_Material for this exercise_
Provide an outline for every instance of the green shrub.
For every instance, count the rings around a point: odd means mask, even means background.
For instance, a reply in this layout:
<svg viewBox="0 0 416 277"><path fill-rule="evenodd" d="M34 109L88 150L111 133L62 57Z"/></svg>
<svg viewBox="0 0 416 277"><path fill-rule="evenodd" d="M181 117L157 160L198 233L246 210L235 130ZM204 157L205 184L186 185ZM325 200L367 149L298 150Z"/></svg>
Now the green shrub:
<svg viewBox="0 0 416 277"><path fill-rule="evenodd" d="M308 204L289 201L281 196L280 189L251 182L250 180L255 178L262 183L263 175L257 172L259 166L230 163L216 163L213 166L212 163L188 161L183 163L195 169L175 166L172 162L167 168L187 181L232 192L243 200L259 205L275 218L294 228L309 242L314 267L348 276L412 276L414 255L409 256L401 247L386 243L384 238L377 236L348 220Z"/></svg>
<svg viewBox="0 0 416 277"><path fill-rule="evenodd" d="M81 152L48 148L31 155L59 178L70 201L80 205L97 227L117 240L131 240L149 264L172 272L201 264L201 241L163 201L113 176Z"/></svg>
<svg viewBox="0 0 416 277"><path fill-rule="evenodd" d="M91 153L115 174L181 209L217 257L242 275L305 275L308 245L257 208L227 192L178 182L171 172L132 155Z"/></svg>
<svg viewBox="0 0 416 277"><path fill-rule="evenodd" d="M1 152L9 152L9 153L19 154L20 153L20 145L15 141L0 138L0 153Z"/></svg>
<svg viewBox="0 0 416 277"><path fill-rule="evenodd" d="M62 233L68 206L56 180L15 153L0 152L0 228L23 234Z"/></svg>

_Problem details_
Swap "green shrub" for "leafy bush" throughout the records above and give every line again with nothing else changed.

_Output_
Provide an outline for every instance of the leafy bush.
For every instance, count the rings around a point: odd means mask, even means background.
For instance, a reply in this layout:
<svg viewBox="0 0 416 277"><path fill-rule="evenodd" d="M34 109L88 150L111 133L62 57Z"/></svg>
<svg viewBox="0 0 416 277"><path fill-rule="evenodd" d="M181 117L157 160L198 233L246 210L235 130ZM204 157L205 184L186 185ZM325 200L367 149L298 150Z"/></svg>
Now the leafy bush:
<svg viewBox="0 0 416 277"><path fill-rule="evenodd" d="M308 204L289 201L281 196L280 189L251 182L250 180L255 178L262 183L263 175L257 172L259 166L230 163L216 163L213 166L212 163L188 161L183 163L195 169L175 166L172 162L167 168L187 181L232 192L243 200L259 205L275 218L294 228L309 242L314 267L348 276L412 276L414 255L409 256L401 247L386 243L384 238L377 236L348 220Z"/></svg>
<svg viewBox="0 0 416 277"><path fill-rule="evenodd" d="M81 152L48 148L31 155L59 178L70 201L80 205L97 227L117 240L131 240L149 264L172 272L201 264L201 241L163 201L113 176Z"/></svg>
<svg viewBox="0 0 416 277"><path fill-rule="evenodd" d="M91 153L115 174L181 209L217 257L242 275L305 275L308 245L257 208L227 192L178 182L171 172L132 155Z"/></svg>
<svg viewBox="0 0 416 277"><path fill-rule="evenodd" d="M1 152L9 152L9 153L19 154L20 153L20 145L15 141L0 138L0 153Z"/></svg>
<svg viewBox="0 0 416 277"><path fill-rule="evenodd" d="M62 233L68 206L56 180L15 153L0 152L0 228L23 234Z"/></svg>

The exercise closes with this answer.